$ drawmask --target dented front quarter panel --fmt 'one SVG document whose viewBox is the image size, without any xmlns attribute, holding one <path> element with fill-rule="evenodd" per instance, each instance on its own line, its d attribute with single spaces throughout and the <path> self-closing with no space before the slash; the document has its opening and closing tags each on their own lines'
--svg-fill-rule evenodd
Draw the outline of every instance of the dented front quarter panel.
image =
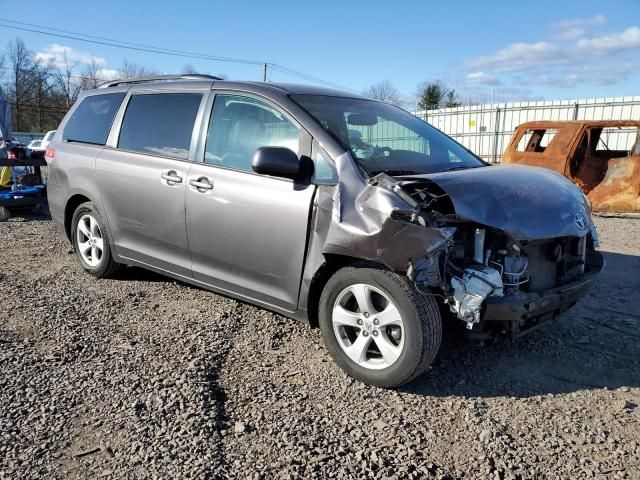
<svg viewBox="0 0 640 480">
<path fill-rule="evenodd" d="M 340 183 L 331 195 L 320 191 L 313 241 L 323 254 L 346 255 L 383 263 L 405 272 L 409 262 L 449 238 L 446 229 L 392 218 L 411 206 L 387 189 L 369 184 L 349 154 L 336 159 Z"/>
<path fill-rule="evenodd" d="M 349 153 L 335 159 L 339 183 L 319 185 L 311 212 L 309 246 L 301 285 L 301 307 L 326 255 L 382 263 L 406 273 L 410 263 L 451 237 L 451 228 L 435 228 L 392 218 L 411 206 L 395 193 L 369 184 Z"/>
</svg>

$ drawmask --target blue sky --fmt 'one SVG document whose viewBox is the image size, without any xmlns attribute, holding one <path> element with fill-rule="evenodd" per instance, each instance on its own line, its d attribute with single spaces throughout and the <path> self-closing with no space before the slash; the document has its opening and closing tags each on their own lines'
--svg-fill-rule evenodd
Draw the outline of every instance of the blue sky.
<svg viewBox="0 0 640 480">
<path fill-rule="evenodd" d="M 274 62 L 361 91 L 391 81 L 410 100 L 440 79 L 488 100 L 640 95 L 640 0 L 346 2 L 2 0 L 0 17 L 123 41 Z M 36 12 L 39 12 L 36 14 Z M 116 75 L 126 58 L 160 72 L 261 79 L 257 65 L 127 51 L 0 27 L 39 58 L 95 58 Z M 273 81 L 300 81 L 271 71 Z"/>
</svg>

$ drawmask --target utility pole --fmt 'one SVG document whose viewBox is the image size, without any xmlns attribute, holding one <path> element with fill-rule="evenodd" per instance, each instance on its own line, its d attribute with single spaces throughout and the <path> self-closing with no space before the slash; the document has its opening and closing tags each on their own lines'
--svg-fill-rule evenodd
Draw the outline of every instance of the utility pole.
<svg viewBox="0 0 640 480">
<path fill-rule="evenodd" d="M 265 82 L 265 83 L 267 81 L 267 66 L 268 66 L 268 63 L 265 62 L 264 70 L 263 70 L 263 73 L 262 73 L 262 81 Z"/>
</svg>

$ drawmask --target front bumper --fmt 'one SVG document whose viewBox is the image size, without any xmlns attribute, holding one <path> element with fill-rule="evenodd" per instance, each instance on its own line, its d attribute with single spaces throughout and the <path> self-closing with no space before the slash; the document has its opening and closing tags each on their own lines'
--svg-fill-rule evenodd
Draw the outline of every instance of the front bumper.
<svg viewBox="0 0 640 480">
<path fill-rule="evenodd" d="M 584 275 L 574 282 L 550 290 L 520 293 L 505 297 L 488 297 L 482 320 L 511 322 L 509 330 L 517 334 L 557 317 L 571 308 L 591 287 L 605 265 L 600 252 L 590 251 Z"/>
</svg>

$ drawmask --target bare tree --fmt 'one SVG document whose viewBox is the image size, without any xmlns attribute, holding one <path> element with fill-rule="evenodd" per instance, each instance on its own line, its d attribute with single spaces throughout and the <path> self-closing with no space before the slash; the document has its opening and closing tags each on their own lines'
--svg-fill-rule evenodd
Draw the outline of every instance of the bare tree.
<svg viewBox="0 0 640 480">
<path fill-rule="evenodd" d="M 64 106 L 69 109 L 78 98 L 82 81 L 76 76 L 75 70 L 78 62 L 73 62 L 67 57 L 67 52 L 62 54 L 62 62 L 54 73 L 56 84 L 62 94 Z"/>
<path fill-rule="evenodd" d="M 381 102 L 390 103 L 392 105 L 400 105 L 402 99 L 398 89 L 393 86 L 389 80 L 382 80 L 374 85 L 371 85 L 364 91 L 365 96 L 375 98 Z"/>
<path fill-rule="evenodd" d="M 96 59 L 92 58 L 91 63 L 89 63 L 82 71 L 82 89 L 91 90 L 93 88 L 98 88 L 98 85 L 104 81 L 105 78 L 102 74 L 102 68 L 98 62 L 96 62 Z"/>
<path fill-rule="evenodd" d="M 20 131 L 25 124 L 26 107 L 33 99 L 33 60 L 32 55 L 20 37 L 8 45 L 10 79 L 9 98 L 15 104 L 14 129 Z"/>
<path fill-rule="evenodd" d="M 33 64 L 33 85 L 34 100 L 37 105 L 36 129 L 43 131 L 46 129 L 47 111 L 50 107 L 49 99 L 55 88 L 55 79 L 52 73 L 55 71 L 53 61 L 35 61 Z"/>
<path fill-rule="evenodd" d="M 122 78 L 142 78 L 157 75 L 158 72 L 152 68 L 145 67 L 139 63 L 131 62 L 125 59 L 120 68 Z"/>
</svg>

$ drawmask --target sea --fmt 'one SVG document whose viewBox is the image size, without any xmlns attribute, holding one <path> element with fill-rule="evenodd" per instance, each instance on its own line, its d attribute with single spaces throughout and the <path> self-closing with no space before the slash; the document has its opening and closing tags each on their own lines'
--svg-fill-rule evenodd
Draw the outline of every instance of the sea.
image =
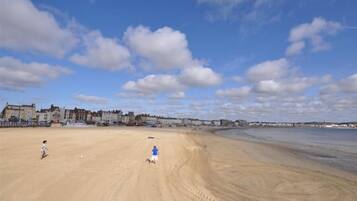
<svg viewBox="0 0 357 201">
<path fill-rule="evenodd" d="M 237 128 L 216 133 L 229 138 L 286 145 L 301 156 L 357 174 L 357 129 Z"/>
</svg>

★ ★ ★ ★ ★ ★ ★

- **DIRECTIONS**: Provide only the count of lines within the entries above that include the string "dented".

- **ANSWER SPACE**: 2